Data items:
=== Section Start ===

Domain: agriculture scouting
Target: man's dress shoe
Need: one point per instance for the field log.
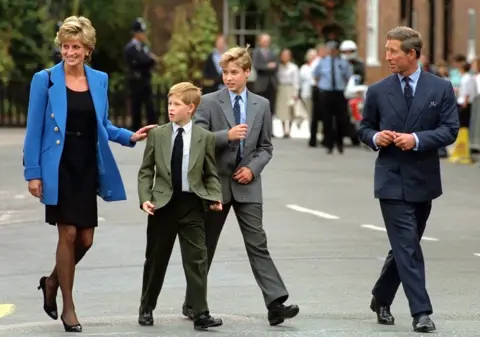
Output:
(383, 312)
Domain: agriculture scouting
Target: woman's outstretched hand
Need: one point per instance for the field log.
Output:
(142, 133)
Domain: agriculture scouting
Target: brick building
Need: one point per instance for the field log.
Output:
(448, 27)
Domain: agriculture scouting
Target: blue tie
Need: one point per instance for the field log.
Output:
(408, 92)
(236, 109)
(237, 115)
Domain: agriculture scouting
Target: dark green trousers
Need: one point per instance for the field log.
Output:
(183, 215)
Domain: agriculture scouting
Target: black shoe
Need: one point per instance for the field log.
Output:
(145, 318)
(187, 311)
(383, 312)
(278, 313)
(51, 311)
(71, 328)
(205, 321)
(423, 323)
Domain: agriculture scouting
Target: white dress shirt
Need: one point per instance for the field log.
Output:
(467, 89)
(187, 140)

=== Section End ===

* Required work
Look through the data above. Find each line with the string "Target" and copy it.

* Task solution
Target: man's dress shoe
Target: woman's outstretched hand
Target: brick building
Target: blue tie
Target: dark green trousers
Target: black shoe
Target: white dress shirt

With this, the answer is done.